§ **Work required**:
Can you copy out verbatim the portion of the items that opens with the line containing "Where can you spot the red shirt?" and runs through the end of the items, nothing else?

§ **Provided information**:
——

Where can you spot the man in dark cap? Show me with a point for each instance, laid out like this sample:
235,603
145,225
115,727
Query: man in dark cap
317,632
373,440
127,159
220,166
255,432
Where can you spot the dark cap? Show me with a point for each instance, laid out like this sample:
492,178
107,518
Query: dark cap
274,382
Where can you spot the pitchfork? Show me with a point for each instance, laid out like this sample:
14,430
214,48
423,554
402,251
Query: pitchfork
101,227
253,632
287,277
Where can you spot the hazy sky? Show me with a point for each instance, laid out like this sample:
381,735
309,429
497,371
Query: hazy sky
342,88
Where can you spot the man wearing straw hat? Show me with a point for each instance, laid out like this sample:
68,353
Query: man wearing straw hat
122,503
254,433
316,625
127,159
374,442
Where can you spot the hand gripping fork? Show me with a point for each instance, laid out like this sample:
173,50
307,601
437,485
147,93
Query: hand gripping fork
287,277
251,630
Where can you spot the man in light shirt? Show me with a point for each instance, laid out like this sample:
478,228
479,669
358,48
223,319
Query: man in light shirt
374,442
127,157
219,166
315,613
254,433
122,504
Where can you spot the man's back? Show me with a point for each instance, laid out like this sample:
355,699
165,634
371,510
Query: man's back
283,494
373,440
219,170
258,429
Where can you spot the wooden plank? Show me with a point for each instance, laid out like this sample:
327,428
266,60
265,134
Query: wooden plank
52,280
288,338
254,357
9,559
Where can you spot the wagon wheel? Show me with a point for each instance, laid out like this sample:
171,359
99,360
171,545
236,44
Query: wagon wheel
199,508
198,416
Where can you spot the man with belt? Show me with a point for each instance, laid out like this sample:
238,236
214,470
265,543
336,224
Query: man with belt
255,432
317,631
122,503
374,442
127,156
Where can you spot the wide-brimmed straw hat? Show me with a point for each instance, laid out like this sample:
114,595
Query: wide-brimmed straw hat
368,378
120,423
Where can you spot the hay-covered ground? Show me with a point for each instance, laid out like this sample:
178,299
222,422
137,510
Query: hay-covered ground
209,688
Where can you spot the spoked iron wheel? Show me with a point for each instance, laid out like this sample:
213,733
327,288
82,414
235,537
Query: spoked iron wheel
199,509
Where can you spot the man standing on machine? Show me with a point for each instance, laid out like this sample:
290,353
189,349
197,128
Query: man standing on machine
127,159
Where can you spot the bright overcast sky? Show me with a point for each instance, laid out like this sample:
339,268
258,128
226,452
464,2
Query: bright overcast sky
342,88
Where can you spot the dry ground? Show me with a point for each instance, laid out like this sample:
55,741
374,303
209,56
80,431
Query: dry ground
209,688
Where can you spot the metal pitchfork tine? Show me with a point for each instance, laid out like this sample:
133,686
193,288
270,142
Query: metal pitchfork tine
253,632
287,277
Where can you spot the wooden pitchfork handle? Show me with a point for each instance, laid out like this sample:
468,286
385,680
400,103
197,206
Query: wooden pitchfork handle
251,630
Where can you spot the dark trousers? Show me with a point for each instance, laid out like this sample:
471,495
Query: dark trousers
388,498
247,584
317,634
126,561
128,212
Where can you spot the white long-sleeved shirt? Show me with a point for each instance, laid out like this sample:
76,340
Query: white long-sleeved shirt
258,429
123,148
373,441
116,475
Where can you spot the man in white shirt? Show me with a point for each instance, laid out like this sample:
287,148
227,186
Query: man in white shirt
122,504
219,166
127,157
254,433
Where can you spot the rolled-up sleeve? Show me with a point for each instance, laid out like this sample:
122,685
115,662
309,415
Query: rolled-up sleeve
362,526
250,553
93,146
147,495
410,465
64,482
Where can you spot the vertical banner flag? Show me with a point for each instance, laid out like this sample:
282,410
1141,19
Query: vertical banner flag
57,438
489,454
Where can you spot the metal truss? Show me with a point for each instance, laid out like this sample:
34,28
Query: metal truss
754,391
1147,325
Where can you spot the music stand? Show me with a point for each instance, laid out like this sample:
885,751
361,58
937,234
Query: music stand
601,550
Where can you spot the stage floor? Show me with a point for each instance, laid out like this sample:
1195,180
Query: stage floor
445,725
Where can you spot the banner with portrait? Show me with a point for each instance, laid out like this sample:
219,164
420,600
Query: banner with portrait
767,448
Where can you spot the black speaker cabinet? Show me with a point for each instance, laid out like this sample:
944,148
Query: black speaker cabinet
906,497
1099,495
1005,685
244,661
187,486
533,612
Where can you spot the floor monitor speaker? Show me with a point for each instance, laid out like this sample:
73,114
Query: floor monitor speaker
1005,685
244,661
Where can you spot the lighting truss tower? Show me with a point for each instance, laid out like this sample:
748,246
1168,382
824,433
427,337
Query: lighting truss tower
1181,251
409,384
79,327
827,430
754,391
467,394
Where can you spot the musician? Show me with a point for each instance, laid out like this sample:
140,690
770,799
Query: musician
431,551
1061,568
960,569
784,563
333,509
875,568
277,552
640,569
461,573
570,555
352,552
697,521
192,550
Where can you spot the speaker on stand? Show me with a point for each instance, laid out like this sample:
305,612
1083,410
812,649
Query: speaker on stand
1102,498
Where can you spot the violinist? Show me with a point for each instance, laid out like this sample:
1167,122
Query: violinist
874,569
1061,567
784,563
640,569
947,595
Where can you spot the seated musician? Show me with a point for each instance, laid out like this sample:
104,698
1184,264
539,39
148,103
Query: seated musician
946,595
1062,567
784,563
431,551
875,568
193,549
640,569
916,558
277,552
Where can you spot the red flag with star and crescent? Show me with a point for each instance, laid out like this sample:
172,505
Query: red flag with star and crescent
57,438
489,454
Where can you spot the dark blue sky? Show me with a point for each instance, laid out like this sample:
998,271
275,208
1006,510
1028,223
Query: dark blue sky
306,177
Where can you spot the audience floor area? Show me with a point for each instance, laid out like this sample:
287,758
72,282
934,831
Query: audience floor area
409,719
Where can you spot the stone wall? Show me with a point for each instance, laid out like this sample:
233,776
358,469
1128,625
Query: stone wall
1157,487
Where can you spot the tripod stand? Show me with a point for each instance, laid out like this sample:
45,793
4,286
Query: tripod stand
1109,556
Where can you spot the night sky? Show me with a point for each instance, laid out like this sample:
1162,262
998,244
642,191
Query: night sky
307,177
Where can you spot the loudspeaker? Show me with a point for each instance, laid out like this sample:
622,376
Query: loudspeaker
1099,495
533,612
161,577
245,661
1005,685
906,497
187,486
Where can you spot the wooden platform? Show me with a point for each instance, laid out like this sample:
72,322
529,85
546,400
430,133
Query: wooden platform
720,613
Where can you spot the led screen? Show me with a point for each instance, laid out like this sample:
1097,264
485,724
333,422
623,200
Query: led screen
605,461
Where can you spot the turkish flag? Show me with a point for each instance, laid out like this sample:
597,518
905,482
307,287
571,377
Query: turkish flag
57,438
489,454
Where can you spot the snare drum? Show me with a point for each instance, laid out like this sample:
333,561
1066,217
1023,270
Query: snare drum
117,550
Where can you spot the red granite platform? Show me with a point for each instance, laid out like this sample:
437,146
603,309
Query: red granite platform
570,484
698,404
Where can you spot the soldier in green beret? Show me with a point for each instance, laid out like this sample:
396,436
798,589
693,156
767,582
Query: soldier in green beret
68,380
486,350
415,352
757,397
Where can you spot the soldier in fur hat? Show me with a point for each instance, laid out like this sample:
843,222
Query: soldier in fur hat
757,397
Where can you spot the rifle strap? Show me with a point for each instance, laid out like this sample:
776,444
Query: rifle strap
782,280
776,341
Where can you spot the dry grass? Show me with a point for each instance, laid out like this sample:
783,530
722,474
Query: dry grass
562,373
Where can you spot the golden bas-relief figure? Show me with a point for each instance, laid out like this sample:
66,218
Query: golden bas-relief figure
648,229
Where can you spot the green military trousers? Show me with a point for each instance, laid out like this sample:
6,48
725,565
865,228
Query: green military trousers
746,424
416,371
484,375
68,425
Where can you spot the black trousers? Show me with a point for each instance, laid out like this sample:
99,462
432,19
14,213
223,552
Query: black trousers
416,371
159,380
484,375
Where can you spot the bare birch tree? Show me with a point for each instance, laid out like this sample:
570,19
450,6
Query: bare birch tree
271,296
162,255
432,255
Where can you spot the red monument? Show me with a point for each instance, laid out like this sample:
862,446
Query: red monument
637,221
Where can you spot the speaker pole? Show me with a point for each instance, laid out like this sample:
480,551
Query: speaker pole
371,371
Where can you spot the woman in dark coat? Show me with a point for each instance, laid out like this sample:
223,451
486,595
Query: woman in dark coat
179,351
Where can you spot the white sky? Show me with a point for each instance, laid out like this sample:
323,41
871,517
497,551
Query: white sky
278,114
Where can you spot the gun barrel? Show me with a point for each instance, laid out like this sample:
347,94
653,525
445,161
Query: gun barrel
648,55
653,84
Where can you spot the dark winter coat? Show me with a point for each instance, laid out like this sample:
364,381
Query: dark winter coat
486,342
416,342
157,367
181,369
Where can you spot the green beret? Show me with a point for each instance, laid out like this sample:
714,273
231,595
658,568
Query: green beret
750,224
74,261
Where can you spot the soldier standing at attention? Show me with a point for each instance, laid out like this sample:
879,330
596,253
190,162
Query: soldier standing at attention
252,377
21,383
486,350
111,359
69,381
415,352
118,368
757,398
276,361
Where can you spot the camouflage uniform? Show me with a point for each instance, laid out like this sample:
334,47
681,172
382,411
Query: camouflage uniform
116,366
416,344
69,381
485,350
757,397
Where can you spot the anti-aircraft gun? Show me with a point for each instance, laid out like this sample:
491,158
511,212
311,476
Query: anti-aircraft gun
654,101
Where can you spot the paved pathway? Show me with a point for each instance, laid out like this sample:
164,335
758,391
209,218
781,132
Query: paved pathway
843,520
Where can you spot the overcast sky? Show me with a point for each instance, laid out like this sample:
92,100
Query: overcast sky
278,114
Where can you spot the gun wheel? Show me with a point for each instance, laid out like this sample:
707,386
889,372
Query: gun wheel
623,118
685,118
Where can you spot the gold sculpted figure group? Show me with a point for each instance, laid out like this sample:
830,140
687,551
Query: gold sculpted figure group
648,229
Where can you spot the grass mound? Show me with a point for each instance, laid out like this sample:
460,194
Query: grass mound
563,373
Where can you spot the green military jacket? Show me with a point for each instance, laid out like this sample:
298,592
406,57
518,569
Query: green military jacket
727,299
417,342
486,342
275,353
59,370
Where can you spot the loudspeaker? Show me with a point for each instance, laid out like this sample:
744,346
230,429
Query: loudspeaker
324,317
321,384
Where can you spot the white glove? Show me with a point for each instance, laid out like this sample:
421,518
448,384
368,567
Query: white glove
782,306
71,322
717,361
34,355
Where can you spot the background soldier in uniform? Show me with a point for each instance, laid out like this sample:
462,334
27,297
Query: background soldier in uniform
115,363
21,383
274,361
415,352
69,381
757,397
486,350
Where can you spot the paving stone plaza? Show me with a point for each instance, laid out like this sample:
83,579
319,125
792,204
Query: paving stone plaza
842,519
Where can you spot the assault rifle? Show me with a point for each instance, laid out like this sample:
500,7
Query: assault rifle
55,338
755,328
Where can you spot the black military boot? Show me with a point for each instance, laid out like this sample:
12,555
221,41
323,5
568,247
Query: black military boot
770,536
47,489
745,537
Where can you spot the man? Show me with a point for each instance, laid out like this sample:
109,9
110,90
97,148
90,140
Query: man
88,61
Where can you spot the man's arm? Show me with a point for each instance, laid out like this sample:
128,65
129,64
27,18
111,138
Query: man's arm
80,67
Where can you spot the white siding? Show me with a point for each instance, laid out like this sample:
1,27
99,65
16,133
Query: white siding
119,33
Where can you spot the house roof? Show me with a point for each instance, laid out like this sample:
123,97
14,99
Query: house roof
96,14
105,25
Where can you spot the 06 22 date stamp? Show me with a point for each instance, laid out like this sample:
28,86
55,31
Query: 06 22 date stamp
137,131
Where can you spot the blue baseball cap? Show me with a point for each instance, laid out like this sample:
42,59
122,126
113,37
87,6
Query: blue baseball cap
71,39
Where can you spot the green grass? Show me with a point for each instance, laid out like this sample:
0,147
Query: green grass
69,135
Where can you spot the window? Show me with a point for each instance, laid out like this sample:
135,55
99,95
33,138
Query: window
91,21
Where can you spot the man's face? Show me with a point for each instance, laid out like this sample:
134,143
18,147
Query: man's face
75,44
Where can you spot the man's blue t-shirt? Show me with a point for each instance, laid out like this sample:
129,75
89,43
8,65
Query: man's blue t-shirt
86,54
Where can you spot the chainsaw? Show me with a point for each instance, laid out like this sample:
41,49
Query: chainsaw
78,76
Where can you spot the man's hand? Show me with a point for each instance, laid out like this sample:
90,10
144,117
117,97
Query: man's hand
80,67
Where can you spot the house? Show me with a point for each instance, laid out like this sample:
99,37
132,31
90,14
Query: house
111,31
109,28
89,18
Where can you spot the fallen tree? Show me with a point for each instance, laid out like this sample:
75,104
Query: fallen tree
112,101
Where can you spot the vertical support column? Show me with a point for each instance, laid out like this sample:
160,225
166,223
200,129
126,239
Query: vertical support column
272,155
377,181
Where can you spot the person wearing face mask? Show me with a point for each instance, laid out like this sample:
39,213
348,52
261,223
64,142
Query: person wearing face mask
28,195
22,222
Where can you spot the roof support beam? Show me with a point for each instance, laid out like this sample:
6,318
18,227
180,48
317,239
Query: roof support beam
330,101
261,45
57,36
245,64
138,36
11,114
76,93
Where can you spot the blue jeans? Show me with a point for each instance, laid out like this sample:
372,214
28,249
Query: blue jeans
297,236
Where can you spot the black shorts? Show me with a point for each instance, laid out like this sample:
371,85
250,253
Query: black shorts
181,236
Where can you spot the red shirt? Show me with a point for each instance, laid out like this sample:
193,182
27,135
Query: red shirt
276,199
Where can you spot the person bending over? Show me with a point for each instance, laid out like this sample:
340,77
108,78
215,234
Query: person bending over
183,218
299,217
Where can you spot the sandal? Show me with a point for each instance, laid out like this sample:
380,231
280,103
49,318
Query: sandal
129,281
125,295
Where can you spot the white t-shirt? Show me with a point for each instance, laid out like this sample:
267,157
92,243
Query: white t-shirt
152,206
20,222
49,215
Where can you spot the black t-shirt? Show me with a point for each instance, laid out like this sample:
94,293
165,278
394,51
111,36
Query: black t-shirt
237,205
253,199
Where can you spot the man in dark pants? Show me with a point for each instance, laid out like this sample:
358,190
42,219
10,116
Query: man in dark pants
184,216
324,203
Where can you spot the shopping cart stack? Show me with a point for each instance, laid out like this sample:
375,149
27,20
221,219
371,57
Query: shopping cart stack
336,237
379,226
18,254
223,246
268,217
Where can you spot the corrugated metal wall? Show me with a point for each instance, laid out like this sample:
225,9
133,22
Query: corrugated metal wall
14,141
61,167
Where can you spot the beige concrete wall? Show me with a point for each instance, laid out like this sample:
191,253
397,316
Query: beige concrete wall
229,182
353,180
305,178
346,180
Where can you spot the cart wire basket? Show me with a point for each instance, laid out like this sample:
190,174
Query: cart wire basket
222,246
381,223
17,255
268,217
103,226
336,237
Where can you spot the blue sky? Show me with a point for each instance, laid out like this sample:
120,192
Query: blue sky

——

§ **Solution to this problem**:
Where can you spot the red shirt? Show me with a point for each instance, laid out like this sample:
193,182
27,135
Query: red shirt
276,199
Where can you spot the person bending over? Show me with a point for each instance, laid out like this sample:
340,77
108,78
215,234
Query: person bending over
183,218
299,217
Where can you spot the sandal? Show me with a point for each instance, laid out like this sample:
380,231
280,103
49,318
Query: sandal
129,281
125,295
Where can you spot the white t-shirt? Show me with a point for each instance, laid out like this sample:
267,157
92,243
Query: white t-shirt
152,206
20,222
49,215
Where can you spot the black t-shirt? Show me with a point for each instance, laid out like this sample:
94,293
165,278
394,51
111,36
Query: black t-shirt
237,205
253,199
Where can you spot the man in dark pants? Show me with a point for each instance, laid out like this sample:
358,190
42,219
10,116
Query: man in dark pants
184,216
324,203
Where can you spot the shopping cart stack? Show me with a point for each instance, laid out like this sample:
375,149
27,20
221,219
371,57
Query: shopping cart stack
336,237
379,226
18,254
223,246
268,217
Where can you spot the corrugated metal wall? Show me with a point for each instance, laid out like this sample:
225,9
133,22
Query: corrugated metal wall
14,141
61,167
Where can you spot the beige concrete wall? Show me with a point for each instance, laid out like this sample:
191,253
397,316
Query: beige concrete wall
229,182
353,180
305,178
346,180
Where can you spot the cart wire basket? Show me with a point for each instance, laid out like this sample:
190,174
Query: cart wire basket
222,246
381,223
17,255
268,217
103,226
336,237
Where can you spot the blue sky? Show me with a point for each instance, laid out like this sample:
120,192
Query: blue sky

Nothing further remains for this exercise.